[Your goal] Your answer must be every record below, written out exactly as it appears.
Provided records START
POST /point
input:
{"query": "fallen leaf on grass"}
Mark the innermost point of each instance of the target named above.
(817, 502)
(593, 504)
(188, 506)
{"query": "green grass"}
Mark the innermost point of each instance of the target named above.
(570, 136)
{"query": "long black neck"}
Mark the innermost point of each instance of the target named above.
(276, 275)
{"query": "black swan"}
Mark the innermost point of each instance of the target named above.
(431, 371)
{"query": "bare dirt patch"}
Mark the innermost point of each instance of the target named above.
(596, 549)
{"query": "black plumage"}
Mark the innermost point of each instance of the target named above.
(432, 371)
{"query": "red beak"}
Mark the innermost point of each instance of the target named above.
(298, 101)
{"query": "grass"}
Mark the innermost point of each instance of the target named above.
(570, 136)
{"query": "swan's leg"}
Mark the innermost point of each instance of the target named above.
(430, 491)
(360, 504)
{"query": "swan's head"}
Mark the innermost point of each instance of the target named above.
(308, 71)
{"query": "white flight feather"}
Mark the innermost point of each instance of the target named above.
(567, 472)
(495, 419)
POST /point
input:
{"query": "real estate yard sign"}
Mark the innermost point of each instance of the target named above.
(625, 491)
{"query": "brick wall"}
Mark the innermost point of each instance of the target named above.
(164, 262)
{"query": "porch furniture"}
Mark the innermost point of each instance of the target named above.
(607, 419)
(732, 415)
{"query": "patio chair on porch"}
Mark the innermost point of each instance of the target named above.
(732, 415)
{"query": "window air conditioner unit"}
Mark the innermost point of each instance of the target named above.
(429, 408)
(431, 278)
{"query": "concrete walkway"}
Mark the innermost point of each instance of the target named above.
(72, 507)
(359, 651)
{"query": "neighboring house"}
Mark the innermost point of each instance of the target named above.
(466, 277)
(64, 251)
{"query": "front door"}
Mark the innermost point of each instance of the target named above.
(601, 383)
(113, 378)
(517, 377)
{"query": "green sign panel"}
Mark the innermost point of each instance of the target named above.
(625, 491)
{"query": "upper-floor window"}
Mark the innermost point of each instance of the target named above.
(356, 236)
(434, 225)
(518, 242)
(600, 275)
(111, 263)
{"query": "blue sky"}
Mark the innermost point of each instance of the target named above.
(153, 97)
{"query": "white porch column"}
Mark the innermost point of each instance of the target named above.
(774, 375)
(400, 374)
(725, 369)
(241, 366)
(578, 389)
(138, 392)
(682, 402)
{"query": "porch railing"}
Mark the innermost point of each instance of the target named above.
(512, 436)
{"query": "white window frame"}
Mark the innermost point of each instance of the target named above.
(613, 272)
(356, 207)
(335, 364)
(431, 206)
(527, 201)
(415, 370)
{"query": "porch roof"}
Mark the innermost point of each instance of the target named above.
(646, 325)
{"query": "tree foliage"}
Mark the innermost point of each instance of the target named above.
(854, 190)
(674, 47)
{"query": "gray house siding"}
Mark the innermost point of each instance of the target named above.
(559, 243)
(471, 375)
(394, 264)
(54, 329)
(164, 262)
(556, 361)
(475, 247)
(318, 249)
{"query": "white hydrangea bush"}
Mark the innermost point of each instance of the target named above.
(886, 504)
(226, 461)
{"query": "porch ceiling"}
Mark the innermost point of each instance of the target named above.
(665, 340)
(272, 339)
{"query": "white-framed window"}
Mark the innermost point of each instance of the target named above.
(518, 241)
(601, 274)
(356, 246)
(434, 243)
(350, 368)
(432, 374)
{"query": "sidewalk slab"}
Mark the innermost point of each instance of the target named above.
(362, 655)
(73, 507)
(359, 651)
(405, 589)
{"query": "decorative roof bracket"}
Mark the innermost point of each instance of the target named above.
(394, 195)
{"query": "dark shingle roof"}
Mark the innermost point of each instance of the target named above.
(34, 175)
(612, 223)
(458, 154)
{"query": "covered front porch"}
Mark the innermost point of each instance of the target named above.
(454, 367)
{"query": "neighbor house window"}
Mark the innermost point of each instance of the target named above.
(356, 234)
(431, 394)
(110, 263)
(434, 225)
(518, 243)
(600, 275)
Provided records END
[Response]
POST /point
input:
{"query": "fallen leaf on grass"}
Mark the innermost point of each instance of the target named above.
(817, 502)
(593, 504)
(188, 506)
{"query": "green grass"}
Mark the innermost point of each instance of the target named above.
(570, 136)
{"query": "long black neck"}
Mark the innermost point of each instance of the target named above.
(276, 275)
{"query": "black swan"}
Mark the innermost point of each instance of the target named above.
(431, 371)
{"query": "bare dirt patch"}
Mark the innermost point of each instance of the target named above.
(596, 549)
{"query": "black plumage"}
Mark the innermost point of each instance of the target named above.
(432, 371)
{"query": "red beak"}
Mark the innermost point of each instance of the target named above.
(298, 101)
{"query": "grass"}
Mark the innermost point of each instance of the target named above.
(570, 136)
{"query": "swan's leg"}
Mark the innermost point of each instance of the target named above.
(430, 491)
(360, 504)
{"query": "swan's head"}
Mark the innermost point of each instance of the target named above.
(308, 71)
{"query": "white flight feather"}
Mark the innermost point of each instance of the target named above.
(567, 472)
(495, 419)
POST /point
input:
{"query": "real estate yard sign"}
Mark the innermost point of each instance of the target named above.
(625, 491)
{"query": "brick wall"}
Mark the innermost point of each instance of the target named above.
(164, 262)
{"query": "porch furniture"}
Mark the innermost point of each instance of the target named above.
(607, 419)
(732, 415)
{"query": "patio chair on porch"}
Mark the innermost point of each instance of the target named above.
(732, 415)
{"query": "window air conditioner unit"}
Mark the innermost point of each instance of the target named above.
(429, 408)
(431, 278)
{"query": "concrete walkway"}
Mark the innermost point of each instance of the target named above.
(72, 507)
(359, 651)
{"query": "neighboring house"}
Mark the innermost point of each instance of the target named above.
(466, 277)
(64, 251)
{"query": "front door"}
Mark the innermost point of each instance of the target named above.
(601, 383)
(113, 378)
(517, 377)
{"query": "green sign panel"}
Mark the innermost point of each instance of the target named above.
(625, 491)
{"query": "upper-floor window"}
Mark the innermost point of each instance of the target named above.
(356, 236)
(434, 225)
(518, 242)
(600, 275)
(111, 263)
{"query": "blue sky"}
Mark the innermost point of each instance of the target named above.
(153, 97)
{"query": "white porch column"}
Mark the innermost point of each instance of the target named above.
(774, 375)
(400, 374)
(725, 369)
(241, 366)
(578, 389)
(138, 392)
(682, 402)
{"query": "porch railing"}
Mark the innermost point of each instance of the target named above.
(512, 436)
{"query": "white window frame"}
Mark the innermost point of each instance of the target named above.
(613, 272)
(356, 207)
(335, 364)
(431, 206)
(527, 201)
(415, 370)
{"query": "porch roof"}
Mark the innermost point of each instance of the target named above.
(646, 325)
{"query": "tree foliage"}
Mark the innermost point of each instance of the target named above.
(854, 190)
(674, 47)
{"query": "gray house siding"}
Mark the innermost point of each instance of the target named above.
(559, 243)
(471, 375)
(394, 264)
(54, 329)
(164, 262)
(556, 361)
(475, 247)
(318, 249)
{"query": "white hydrangea bush"}
Mark the innermost point of each instance of the target named above.
(886, 504)
(226, 461)
{"query": "porch ceiling"}
Mark the innermost point of each instance of the target named above.
(665, 340)
(272, 339)
{"query": "white-framed window"}
Mark the innermost point of each instance of the target named above.
(518, 241)
(601, 274)
(356, 246)
(434, 243)
(350, 368)
(432, 374)
{"query": "sidewalk slab"}
Mark the innermost point of each instance of the target named above.
(362, 655)
(73, 507)
(359, 651)
(405, 589)
{"query": "decorative roof bracket"}
Mark the innermost point of each instance of the target named above.
(394, 195)
{"query": "dark shingle roof"}
Mark the innermost point of each instance of the target named above.
(34, 175)
(612, 223)
(458, 154)
{"query": "covered front porch"}
Mark the innermost point of each instance of the target named above.
(454, 367)
{"query": "neighbor house window"}
Mark the innermost point of each instance of the target named above.
(356, 234)
(431, 394)
(110, 263)
(434, 225)
(518, 243)
(600, 275)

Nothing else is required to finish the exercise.